(Given exercise):
Could you retype the material word for word, from its first line through the line containing "top-left (55, 61), bottom-right (73, 78)", with both ends included and any pictures left out?

Extracted records:
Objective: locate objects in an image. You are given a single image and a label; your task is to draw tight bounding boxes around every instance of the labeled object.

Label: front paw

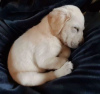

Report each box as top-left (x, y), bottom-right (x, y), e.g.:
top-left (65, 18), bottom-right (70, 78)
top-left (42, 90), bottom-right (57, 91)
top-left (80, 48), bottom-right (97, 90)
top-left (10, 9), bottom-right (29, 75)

top-left (55, 61), bottom-right (73, 78)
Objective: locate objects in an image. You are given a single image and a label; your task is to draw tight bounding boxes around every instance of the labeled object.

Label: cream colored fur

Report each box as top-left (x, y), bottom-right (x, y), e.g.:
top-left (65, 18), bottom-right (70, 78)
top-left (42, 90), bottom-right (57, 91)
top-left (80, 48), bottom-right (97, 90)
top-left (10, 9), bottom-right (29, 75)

top-left (8, 5), bottom-right (84, 86)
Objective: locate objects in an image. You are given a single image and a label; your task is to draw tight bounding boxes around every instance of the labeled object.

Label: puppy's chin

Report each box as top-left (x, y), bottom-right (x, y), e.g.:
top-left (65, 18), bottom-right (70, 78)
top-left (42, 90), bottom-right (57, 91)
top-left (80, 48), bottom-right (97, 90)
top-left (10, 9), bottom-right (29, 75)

top-left (66, 43), bottom-right (78, 49)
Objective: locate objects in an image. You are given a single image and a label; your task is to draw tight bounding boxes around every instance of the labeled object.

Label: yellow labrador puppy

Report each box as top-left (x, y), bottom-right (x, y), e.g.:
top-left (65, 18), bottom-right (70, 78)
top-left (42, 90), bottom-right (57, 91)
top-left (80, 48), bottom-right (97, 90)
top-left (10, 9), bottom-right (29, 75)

top-left (8, 5), bottom-right (84, 86)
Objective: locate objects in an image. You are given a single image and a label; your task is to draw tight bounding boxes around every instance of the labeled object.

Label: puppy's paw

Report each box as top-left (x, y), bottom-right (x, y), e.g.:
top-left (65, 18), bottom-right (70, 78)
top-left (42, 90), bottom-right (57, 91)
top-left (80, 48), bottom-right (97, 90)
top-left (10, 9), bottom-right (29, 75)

top-left (54, 61), bottom-right (73, 78)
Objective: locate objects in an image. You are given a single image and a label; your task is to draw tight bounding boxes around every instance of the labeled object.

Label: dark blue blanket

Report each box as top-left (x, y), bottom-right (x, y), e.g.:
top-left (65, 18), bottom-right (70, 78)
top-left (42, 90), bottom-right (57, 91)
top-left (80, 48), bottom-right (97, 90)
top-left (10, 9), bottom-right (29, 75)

top-left (0, 0), bottom-right (100, 94)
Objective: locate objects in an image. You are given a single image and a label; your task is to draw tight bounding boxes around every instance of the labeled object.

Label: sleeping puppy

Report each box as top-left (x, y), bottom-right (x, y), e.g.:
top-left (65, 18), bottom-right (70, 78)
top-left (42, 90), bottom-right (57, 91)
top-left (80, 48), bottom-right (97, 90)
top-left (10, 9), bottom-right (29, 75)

top-left (8, 5), bottom-right (84, 86)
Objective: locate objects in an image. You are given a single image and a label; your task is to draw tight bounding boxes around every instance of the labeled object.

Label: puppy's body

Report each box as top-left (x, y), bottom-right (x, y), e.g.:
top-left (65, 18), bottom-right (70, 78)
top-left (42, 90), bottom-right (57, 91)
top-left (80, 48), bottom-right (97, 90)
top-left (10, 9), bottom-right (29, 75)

top-left (8, 6), bottom-right (83, 86)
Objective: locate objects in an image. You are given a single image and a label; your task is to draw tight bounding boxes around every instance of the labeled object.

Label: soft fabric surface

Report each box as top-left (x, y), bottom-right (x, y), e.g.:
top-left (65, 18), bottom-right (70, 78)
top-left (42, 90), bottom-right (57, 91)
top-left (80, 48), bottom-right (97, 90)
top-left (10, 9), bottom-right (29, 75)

top-left (0, 0), bottom-right (100, 94)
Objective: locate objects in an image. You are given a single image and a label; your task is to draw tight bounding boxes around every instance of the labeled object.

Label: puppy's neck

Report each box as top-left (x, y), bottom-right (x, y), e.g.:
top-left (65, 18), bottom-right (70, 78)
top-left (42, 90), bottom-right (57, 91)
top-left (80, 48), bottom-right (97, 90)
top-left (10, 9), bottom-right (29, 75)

top-left (38, 16), bottom-right (51, 35)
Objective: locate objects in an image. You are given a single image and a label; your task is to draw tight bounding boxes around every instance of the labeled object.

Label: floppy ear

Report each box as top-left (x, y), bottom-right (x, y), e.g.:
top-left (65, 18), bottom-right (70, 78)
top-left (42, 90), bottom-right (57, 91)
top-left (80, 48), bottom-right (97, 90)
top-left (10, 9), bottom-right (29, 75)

(Problem solution):
Objective: locate objects in an image. You are given a single image and a label; your task is to draw tight bounding boxes around every instance of the labeled object.

Label: front paw


Report each box as top-left (x, y), bottom-right (x, y), e.g.:
top-left (65, 18), bottom-right (70, 78)
top-left (42, 90), bottom-right (57, 91)
top-left (80, 48), bottom-right (97, 90)
top-left (10, 9), bottom-right (29, 75)

top-left (55, 61), bottom-right (73, 78)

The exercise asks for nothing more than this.